**Bloco de texto**
# # # # # # #

Com o lançamento de novos satélites e sondas, foguetes mais poderosos e um laboratório em órbita, a Europa se prepara para competir com os americanos e soviéticos fora da Terra.

Por Da Redação Materia seguir SEGUIR Materia seguir SEGUINDO
Atualizado em 31 out 2016, 18h38 - Publicado em 31 jan 1990, 22h00

Hermes, que na mitologia grega era filho de Zeus e mensageiro dos deuses, é agora um microônibus espacial criado pela Agência Espacial Européia para dar apoio e servir de leva-e-traz na futura estação tripulada que será construída em órbita da Terra. Como os ônibus espaciais americanos Columbia, Discovery e Atlantis, e o soviético Buran, o pequeno Hermes sobe como um foguete, mas desce planando para pousar como um avião comum numa pista de aeroporto. Ele será lançado em 1996, se tudo correr de acordo com o cronograma, pelo Ariane-5, um foguete tamanho família capaz de colocar dezenas de toneladas de carga em órbita. O Ariane -5 e o Hermes são trunfos poderosos dos europeus na acirrada competição com os americanos e soviéticos pela conquista do espaço. Uma competição em que eles reconhecem estar em terceiro lugar, até porque investem apenas uma quarta parte do que a agência americana NASA gasta no espaço. “Nossa estratégia é compensar com maior eficiência os avanços das outras potências”, entusiasma-se o engenheiro francês Frédéric d’Allest, diretor-geral do CNES (Centro Nacional de Estudos Espaciais), um dos responsáveis pelo sucesso dos foguetes antecessores do Ariane-5, que renderam à Europa 50 por cento do mercado mundial de lançamento de satélites. Enquanto chineses e japoneses ainda engatinham no espaço e os americanos mal definiram suas prioridades depois do acidente do Challenger, os europeus já têm a receita para conquistar sua completa independência tecnológica e um lugar assegurado no Cosmos. Se der certo, o sucesso chegará em dez anos no mínino.

# # # # # # #

**Suas tarefas**
[A] Transcreva do texto sobre o programa espacial europeu o trecho de "Com o lançamento" a "fora da Terra.".
[B] Responda com base no texto sobre o programa espacial europeu:
(i) Em que ano o Hermes deve ser lançado, se tudo correr de acordo com o cronograma?
(ii) Que fração do que a NASA gasta no espaço os europeus investem?
(iii) Que parcela do mercado mundial de lançamento de satélites os foguetes antecessores do Ariane-5 renderam à Europa?
[C] Por favor, escreva a continuação do texto sobre o programa espacial europeu a partir da última frase apresentada.

Entradas de apontamento e rotulagem

# # # # # # #

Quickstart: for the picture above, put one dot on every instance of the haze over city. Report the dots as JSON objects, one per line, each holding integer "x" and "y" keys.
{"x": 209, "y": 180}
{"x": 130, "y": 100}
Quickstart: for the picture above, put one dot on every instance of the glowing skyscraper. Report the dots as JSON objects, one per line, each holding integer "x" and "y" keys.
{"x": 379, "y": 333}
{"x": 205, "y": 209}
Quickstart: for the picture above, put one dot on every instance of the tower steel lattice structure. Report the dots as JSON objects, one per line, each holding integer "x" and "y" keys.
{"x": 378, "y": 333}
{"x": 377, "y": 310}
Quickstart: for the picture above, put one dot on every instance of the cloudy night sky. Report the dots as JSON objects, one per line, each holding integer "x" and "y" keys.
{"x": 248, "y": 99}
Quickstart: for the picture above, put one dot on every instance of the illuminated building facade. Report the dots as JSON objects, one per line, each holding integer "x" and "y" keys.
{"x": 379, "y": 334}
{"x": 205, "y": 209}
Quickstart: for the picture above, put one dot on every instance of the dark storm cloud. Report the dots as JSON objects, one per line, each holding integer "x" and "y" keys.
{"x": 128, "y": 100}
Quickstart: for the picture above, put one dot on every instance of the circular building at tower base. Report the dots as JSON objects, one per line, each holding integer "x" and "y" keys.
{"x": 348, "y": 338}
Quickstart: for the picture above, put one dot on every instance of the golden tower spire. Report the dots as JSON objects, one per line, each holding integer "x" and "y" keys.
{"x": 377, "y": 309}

# # # # # # #

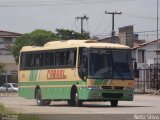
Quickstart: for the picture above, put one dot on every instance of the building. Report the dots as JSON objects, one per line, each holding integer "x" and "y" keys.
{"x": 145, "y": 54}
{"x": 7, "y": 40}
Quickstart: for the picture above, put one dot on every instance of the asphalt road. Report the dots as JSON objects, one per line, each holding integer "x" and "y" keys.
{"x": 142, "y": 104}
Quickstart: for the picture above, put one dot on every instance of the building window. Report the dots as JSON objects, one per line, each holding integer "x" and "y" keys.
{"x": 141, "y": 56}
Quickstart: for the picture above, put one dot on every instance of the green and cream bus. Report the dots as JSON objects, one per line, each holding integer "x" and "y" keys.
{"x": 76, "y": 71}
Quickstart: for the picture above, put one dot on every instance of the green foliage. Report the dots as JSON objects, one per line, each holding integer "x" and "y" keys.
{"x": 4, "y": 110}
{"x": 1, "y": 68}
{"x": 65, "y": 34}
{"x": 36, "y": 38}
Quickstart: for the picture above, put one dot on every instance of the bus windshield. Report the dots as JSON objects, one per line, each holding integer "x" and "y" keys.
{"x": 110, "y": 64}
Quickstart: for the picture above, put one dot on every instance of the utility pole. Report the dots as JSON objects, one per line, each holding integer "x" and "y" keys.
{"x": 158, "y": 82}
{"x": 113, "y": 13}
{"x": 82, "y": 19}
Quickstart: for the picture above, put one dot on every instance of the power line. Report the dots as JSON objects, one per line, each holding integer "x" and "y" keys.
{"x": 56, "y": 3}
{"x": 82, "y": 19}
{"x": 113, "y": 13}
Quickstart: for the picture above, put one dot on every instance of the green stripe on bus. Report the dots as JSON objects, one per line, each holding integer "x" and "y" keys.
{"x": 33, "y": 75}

# # # # # # #

**Resultados por tarefa**
[A]
Com o lançamento de novos satélites e sondas, foguetes mais poderosos e um laboratório em órbita, a Europa se prepara para competir com os americanos e soviéticos fora da Terra.

[B]
(i) Em 1996.
(ii) Apenas uma quarta parte.
(iii) 50 por cento.

[C]
Em primeiro lugar, a ESA pretende continuar com os lançamentos da série Ariane, iniciados em 1979 da base de Kourou na Guiana Francesa. Depois, vão colocar em órbita o Hermes, capaz de enviar uma tripulação até o Columbus, o laborátorio europeu que será acoplado à estação americana Freedom (SUPERINTERESSANTE número 8, ano 3). O desenvolvimento desses três projetos prevê um investimento de 13 bilhões de dólares, 10 bilhões de dólares a menos do que a NASA pretende gastar apenas com a construção da Freedom. Nenhum dos países europeus poderia desenvolver por sua própria conta um programa dessas proporções. Ele será financiado pelos trezes membros da ESA – Alemanha Ocidental, Áustria, Bélgica, Dinamarca, Espanha, Inglaterra, Itália, Irlanda, Holanda, Noruega, Suécia, Suíça e principalmente a França, que desde a década de 60 desenvolve um programa autônomo no espaço. Além desse plano a longo prazo, a ESA pretende continuar com os lançamentos que já vem fazendo de satélites de observação meteorológica, para orientação de navegação marítima e aérea, telecomunicações e coleta de informações científicas. Visando à maior eficiência pregada por d’Allest, a ESA criou o Grande Simulador Espacial em Noordwijk, na Holanda, onde os satélites são submetidos às mesmas condições de quase ausência de gravidade, bombardeio de radiação e choque térmico existentes no espaço.

Já passou pelo simulador e deve entrar em órbita até o fim do ano o satélite ERS-1, para sensoriamento remoto. A exemplo dos seus colegas da linha Spot, também europeus, ele servirá para fotografar a Terra, mais na faixa de microondas. Isto significa que suas imagens vão revelar a superfície do planeta sob a cobertura de poluição ou de chuva, o que é de extrema importância, por exemplo, nas regiões Norte e Nordeste do Brasil, que estão sempre encobertas por nuvens. A ESA também prosseguirá o seu programa de lançamento de satélites meteorológicos da série Meteosat, estacionados a 36 mil quilômetros em órbita equatorial. As imagens desses satélites são muito utilizadas porque cobrem extensas áreas e chegam a cada trinta minutos à Terra. Também está previsto para junho deste ano o lançamento do Olympus, o mais novo modelo de satélite de comunicação que pretende a integração, via televisão, de todo o território europeu.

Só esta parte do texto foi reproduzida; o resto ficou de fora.